§ **SELECTED TEXT**
The second trigger was another - larger - event HCSS co-organized with TNO and Granaria called the World Foresight Forum, in which I had the pleasure to chair a fascinating panel on foresight in ICT (one of the panelists, Venkatesh 'Venky' Hariharan from Google India wrote an interesting blog entry on this panel and the forum). I had first raised the idea of setting up a foresight forum (which I affectionately called  'FoFo') with HCSS in 2008. Building on our growing HCSS research portfolio in the area of security foresight, my idea was first and foremost to organize a more security-focused alternative to 'Davos'  (which still focuses primarily - although not exclusively - on economic issues) and secondly - and in my mind even more importantly - to make security foresight more 'balanced', also in the sense that security foresight should look at both 'downside risks' AND upside risks.

I was at not at all involved at all in the organization of the conference, and when I did see the final plans I  - as usually - was not surprised but still despaired about the way we 'framed' the whole conference. The 'Themes' (which are still up on the website) that were defined for the conference fully exuded the 'gloom and doom boom' that securistas have been peddling. In the current time period, this particular way of framing the future only pushes the profound disorientation that many people are experiencing into a much more negative direction than is warranted or desired. I have noticed time and time again the self-defeating tendency of the security and the defence community (and mostly the intellectuals, NOT the actual practitioners - whether they be soldiers or police officers) to focus on the negative at the expense of the positive. 

venky

In most countries innovation policy is typically framed as being about improving something (quality of life, GDP, GDP/cap,....) NATIONALLY by stimulating innovation NATIONALLY - primarily AGAINST others (making sure we stay 'ahead' by doing/producing/... things HERE faster, smarter, cheaper, ... THAN..., etc.) In management guru-talk, it's always been much more about competitive advantages (Porter) than about open innovation (Chesbrough). Incidentally, open innovation is NOT a changey-hopey kind of thing, but it is opening up out of calculated self-interest. Proctor and Gamble did NOT open up it patents or IBM does not license its IP to partners and competitors alike for the good of mankind, but to make more money this way.
But so to me personally, innovation is not - and should not be - an aim in and of itself. The ultimate ('distal') goal should always be to improve the quality of life of the people living within one's jurisdiction in the sense of giving individuals more opportunities to realize their innate potential. In the case of the country in which I have now been living for 12 years: how we can stimulate innovation that will benefit the lives and the development potential of the inhabitants of the Netherlands. But I really wonder whether our proximal goals for national innovation - the way in which we currently frame our innovation ambitions - are in sync with our distal ones.
As I delved into the literature, I was struck by the fact that it is still overwhelmingly OECD-based, as though there were no innovation elsewhere. I suggest that those who need convincing take a look at this youtube-video
    • lit talks about horizontal innovation ('ok' - investing in R&D, fostering high-tech skills) and vertical innovation ('not ok' - favouring specific sectors and companies ) - but still all 'national <-> maybe 'forward innovation' (through ecosystems) smarter?

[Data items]
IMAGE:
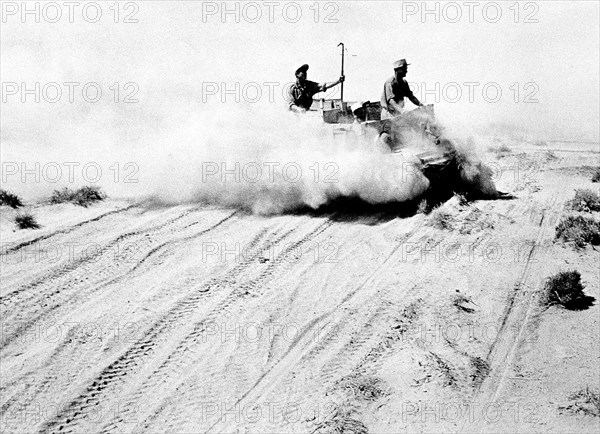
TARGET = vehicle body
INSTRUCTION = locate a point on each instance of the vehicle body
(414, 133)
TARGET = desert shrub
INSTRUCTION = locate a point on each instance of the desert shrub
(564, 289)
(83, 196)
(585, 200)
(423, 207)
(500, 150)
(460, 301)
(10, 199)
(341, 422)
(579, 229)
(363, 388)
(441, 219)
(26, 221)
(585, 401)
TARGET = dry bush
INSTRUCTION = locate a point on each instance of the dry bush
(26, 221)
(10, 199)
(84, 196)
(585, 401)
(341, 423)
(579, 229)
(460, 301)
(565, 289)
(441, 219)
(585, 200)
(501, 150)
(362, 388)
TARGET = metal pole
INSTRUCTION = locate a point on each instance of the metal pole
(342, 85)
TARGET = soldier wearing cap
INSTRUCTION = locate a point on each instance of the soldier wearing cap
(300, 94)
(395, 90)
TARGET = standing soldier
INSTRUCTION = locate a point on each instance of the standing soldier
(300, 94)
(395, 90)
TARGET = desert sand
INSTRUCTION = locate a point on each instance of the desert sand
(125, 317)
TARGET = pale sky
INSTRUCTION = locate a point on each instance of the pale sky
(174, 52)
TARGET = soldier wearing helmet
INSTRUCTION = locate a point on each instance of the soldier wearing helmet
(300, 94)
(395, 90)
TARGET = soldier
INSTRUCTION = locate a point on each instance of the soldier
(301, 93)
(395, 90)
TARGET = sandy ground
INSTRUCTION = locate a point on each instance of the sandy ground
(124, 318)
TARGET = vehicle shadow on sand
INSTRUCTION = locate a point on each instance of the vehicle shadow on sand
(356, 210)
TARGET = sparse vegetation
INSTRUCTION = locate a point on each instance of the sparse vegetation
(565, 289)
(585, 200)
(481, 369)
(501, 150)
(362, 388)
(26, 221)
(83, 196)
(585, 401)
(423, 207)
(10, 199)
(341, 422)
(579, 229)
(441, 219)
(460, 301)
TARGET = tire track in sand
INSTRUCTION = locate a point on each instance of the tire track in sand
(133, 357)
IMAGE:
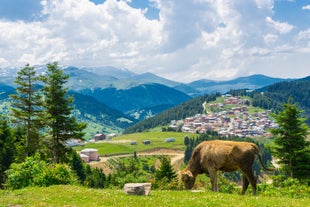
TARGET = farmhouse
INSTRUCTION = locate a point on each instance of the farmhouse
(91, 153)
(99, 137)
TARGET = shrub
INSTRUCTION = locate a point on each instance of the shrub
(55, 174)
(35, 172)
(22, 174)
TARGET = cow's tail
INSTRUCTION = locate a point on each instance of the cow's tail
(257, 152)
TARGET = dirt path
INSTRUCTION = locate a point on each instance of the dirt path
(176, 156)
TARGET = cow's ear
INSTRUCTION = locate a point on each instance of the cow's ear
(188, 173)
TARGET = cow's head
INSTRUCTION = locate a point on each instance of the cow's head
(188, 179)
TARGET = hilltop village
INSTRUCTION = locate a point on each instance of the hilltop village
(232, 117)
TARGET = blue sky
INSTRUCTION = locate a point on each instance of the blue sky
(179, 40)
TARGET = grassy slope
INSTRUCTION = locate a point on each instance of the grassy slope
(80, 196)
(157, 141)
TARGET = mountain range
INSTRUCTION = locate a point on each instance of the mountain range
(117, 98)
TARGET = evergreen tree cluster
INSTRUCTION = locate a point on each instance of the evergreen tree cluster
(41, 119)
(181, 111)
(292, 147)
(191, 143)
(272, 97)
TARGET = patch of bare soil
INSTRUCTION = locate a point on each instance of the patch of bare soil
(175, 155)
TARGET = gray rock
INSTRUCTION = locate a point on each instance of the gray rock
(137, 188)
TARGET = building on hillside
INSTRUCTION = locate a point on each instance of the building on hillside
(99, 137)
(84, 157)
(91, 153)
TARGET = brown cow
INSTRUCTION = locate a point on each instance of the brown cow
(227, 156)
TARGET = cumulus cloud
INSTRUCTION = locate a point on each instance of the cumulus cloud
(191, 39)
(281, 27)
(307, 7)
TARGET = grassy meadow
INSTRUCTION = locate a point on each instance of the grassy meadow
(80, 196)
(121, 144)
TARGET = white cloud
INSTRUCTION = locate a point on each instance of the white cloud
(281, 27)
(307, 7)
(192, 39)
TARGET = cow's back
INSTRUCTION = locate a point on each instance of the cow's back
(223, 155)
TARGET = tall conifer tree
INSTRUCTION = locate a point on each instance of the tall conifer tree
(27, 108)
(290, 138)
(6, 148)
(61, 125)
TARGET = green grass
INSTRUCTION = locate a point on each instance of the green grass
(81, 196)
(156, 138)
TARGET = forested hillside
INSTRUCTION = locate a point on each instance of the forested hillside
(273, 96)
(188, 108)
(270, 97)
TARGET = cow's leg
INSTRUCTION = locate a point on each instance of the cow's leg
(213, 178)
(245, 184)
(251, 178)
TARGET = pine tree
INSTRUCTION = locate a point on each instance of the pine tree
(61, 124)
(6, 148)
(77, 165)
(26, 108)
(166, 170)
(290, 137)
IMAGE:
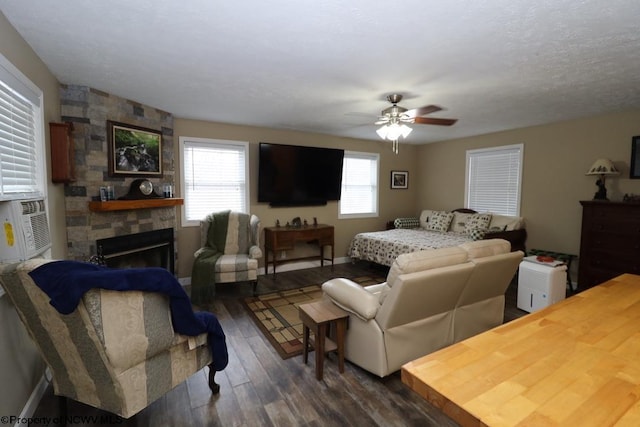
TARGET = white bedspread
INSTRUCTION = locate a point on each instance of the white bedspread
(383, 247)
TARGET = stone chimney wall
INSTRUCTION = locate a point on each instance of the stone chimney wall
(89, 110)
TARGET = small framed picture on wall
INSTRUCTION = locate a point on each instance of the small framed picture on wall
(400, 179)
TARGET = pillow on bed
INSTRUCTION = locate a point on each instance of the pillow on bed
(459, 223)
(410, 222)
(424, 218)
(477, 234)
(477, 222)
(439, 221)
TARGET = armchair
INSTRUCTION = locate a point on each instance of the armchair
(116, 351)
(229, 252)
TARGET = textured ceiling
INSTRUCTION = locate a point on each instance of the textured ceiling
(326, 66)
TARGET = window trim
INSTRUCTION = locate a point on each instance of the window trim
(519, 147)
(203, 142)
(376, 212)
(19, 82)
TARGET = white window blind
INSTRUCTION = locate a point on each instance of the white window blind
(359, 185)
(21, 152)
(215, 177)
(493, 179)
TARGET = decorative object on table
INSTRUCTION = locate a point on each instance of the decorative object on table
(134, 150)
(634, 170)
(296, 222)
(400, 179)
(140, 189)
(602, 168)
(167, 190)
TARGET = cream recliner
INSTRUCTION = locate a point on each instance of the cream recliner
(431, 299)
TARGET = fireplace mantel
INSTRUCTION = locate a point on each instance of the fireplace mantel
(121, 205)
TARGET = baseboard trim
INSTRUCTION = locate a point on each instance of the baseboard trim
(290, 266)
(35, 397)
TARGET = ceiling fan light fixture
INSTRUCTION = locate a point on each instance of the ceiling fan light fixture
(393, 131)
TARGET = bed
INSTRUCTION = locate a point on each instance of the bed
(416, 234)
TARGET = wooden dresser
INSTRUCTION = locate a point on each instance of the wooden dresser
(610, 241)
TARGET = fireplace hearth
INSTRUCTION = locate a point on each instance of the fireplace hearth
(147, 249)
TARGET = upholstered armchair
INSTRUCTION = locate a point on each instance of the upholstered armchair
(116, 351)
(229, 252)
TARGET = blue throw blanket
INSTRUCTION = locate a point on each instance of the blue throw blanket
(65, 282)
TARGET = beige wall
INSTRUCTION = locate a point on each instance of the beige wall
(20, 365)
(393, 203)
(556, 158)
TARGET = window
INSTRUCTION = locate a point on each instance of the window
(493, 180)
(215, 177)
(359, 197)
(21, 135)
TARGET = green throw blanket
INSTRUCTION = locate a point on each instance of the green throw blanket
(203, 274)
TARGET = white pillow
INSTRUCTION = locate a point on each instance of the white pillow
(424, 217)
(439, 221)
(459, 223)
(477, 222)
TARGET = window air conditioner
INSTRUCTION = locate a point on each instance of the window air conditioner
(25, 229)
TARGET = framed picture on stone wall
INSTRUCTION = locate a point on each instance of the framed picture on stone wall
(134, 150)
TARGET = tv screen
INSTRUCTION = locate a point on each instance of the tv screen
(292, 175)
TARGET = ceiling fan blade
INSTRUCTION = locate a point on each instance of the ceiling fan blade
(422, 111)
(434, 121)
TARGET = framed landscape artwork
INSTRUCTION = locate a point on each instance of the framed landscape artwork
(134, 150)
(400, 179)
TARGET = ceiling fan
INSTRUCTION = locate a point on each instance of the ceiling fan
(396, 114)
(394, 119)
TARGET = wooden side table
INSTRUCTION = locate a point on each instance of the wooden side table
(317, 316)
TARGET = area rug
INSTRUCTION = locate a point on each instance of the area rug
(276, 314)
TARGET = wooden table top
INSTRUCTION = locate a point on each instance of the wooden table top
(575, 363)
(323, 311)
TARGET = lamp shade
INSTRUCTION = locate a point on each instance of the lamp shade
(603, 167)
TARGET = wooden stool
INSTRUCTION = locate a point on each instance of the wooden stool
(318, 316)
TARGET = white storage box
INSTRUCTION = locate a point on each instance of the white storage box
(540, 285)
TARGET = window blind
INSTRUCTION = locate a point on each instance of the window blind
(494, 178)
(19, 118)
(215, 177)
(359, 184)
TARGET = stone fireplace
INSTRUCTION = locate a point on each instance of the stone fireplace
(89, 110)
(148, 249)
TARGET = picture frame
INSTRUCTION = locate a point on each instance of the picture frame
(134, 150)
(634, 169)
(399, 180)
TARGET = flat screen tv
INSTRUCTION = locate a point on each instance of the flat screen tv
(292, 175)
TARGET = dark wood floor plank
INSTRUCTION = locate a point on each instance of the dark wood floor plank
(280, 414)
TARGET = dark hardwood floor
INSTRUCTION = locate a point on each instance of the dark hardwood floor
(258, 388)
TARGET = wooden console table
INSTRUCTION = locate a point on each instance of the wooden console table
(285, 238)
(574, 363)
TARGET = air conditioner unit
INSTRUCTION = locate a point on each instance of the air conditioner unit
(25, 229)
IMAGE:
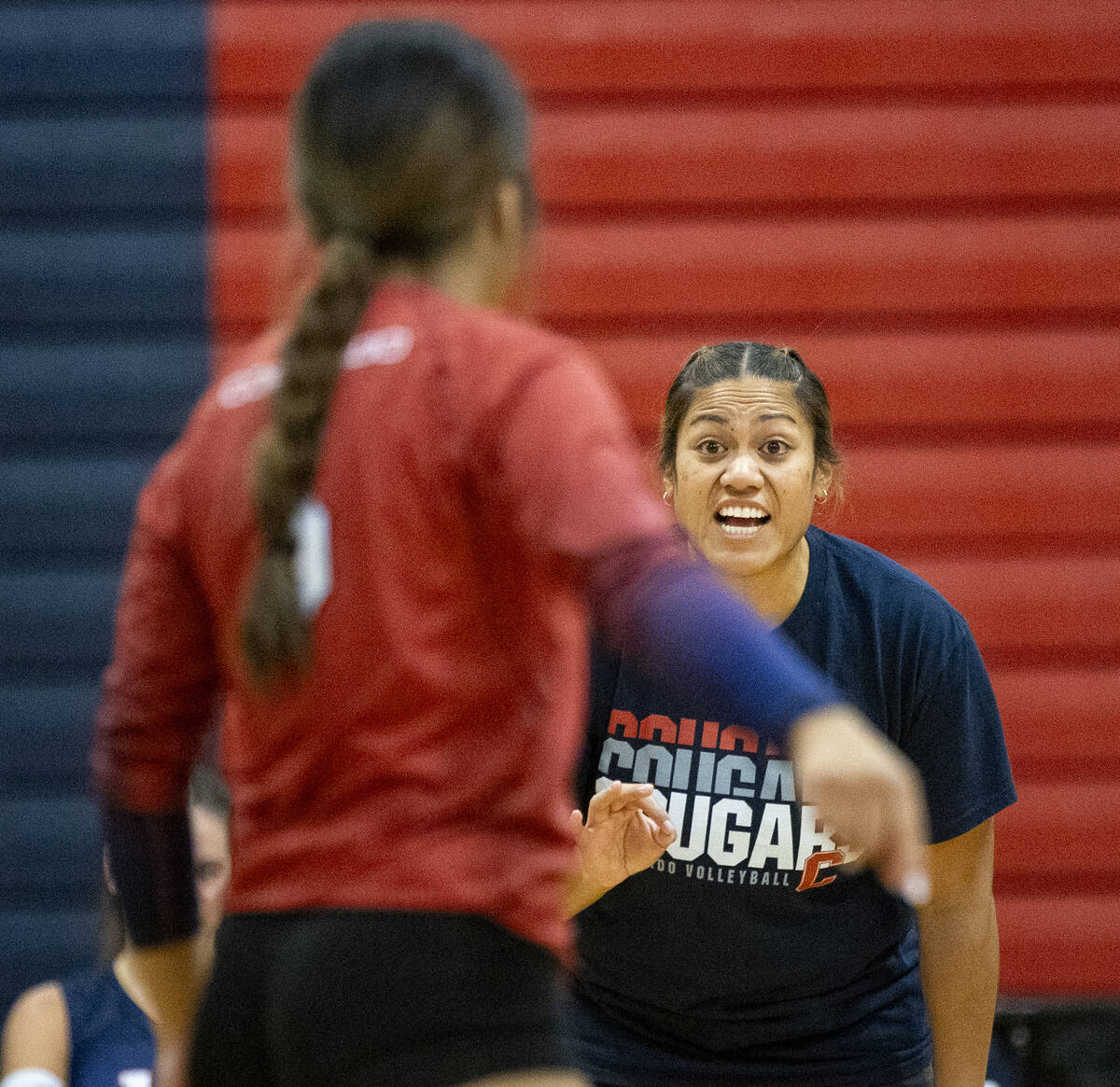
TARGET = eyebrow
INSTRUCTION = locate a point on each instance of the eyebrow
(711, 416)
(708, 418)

§ **TASKS FOR THIS EXERCISE**
1. According to the foresight and innovation excerpt, in what year was the idea of a foresight forum first raised with HCSS?
2. Name every organization that the foresight and innovation excerpt says co-organized the World Foresight Forum.
3. Duplicate the part of the foresight and innovation excerpt that begins at the words "In most countries" and stops after "money this way.".

§ **THE RESULTS**
1. 2008

2. HCSS, TNO, Granaria

3.
In most countries innovation policy is typically framed as being about improving something (quality of life, GDP, GDP/cap,....) NATIONALLY by stimulating innovation NATIONALLY - primarily AGAINST others (making sure we stay 'ahead' by doing/producing/... things HERE faster, smarter, cheaper, ... THAN..., etc.) In management guru-talk, it's always been much more about competitive advantages (Porter) than about open innovation (Chesbrough). Incidentally, open innovation is NOT a changey-hopey kind of thing, but it is opening up out of calculated self-interest. Proctor and Gamble did NOT open up it patents or IBM does not license its IP to partners and competitors alike for the good of mankind, but to make more money this way.